WHAT IS NEEDED:
Only the lines from the one with "Return one point per instance of the person" onward are wanted, through the last line of the entries, set down exactly.

DATASET ENTRIES:
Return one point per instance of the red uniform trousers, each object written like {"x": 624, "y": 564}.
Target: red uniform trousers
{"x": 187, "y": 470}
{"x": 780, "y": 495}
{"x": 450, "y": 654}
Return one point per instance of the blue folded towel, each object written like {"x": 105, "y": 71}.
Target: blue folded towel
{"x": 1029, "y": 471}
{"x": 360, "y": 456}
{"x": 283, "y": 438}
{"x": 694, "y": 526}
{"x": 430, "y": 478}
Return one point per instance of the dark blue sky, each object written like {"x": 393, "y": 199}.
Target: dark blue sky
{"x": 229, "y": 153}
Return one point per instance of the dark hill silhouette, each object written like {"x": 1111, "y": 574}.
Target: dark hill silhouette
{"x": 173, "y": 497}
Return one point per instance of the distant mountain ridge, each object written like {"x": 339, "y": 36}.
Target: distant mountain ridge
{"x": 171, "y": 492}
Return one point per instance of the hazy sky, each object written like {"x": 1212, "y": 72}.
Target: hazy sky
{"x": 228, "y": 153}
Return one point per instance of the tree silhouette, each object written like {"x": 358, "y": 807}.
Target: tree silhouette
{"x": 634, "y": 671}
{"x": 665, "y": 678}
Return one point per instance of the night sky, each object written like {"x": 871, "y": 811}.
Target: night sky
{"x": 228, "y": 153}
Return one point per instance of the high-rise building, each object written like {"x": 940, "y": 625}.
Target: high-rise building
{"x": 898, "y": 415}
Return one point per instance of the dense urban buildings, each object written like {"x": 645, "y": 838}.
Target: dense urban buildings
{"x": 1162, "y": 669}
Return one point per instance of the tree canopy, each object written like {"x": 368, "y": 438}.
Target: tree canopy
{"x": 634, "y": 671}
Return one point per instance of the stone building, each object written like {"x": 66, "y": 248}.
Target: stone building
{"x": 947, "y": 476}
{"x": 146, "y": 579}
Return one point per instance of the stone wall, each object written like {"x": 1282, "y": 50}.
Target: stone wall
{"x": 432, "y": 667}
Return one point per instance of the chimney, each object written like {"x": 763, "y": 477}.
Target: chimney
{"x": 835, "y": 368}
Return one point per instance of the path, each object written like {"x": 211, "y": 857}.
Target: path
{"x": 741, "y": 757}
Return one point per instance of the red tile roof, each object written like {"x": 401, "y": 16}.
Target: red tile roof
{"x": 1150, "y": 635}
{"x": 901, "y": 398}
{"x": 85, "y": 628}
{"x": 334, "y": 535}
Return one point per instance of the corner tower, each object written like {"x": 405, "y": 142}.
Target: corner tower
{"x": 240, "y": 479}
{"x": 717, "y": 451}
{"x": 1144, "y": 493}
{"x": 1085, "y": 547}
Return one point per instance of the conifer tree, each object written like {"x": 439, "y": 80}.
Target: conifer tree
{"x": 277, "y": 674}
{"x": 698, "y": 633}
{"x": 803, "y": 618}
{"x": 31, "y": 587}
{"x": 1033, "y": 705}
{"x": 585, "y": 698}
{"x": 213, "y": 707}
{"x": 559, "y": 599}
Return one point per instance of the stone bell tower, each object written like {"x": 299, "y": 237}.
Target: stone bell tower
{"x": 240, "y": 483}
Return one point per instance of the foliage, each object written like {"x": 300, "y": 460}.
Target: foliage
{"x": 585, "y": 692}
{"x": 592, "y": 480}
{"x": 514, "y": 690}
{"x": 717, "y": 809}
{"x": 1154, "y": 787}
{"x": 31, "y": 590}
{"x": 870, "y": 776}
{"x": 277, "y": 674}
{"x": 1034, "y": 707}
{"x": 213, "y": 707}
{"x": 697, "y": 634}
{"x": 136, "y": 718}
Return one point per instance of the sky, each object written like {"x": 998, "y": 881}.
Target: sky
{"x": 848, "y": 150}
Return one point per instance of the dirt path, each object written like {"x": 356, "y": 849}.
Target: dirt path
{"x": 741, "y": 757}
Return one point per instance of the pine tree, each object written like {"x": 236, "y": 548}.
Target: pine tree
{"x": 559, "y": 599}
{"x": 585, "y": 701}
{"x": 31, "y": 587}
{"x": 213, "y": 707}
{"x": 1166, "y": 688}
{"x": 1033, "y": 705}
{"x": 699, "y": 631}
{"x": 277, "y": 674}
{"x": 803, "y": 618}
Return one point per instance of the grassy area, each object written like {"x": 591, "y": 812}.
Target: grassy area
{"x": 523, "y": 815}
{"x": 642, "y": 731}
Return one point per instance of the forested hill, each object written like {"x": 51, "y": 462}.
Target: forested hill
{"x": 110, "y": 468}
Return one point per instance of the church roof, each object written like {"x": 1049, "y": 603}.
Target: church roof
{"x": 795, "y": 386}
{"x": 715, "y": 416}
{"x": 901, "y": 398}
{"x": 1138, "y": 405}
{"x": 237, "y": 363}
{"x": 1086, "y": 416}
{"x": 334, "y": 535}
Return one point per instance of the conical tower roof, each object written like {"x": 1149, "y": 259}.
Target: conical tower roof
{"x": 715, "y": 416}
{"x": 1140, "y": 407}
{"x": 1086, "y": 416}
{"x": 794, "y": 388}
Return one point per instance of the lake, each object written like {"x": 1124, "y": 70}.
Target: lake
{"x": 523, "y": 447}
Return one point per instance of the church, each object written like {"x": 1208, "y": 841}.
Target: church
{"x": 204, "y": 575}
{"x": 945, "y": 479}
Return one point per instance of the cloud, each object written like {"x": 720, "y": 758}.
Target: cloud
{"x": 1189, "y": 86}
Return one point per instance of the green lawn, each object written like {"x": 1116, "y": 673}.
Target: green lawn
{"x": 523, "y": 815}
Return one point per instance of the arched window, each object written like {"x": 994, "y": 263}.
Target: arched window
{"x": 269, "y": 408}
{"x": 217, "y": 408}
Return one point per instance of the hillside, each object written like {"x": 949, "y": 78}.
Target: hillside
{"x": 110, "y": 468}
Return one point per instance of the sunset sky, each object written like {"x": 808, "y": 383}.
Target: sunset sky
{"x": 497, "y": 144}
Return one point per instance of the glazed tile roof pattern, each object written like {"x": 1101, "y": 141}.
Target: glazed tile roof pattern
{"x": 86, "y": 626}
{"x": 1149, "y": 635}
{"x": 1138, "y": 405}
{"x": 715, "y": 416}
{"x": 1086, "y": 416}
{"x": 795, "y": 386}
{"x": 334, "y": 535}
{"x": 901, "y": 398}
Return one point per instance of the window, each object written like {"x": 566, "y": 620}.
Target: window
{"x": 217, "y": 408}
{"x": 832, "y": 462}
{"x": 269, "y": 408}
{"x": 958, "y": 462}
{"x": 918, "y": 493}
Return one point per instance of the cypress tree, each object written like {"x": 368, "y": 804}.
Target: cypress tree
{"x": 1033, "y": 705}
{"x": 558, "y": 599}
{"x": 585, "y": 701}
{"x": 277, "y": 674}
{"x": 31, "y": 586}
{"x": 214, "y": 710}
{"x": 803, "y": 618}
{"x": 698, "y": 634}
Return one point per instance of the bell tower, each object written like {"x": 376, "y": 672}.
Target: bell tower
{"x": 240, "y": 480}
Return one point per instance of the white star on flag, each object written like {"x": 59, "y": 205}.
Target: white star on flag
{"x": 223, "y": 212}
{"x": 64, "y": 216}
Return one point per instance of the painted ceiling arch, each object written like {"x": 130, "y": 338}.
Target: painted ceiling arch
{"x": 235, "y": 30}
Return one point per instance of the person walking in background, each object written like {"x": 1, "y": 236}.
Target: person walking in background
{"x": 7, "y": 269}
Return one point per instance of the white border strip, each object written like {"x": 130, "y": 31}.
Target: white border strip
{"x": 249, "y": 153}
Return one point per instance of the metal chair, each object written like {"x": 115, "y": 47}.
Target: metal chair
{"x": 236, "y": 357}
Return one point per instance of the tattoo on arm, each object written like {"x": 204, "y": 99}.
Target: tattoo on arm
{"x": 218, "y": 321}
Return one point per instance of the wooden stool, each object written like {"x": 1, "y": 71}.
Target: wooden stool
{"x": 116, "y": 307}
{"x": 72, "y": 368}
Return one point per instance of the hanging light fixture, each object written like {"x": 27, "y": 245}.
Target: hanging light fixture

CORRECT OUTPUT:
Return one point per instance of the person walking in background, each object written like {"x": 1, "y": 236}.
Target: person walking in background
{"x": 7, "y": 269}
Return one point per instance of the white border strip, each object written like {"x": 130, "y": 31}.
Target: white border strip
{"x": 249, "y": 153}
Return one point per instance of the metal chair, each object written like {"x": 115, "y": 47}.
Target: metal chair
{"x": 236, "y": 357}
Return one point per instance of the tattoo on arm, each object written like {"x": 204, "y": 99}.
Target: tattoo on arm
{"x": 218, "y": 321}
Return one point per instance of the wooden stool, each object written like {"x": 1, "y": 71}.
Target: wooden stool
{"x": 116, "y": 307}
{"x": 72, "y": 368}
Return one point per instance of the hanging light fixture, each object written like {"x": 27, "y": 245}.
Target: hanging light fixture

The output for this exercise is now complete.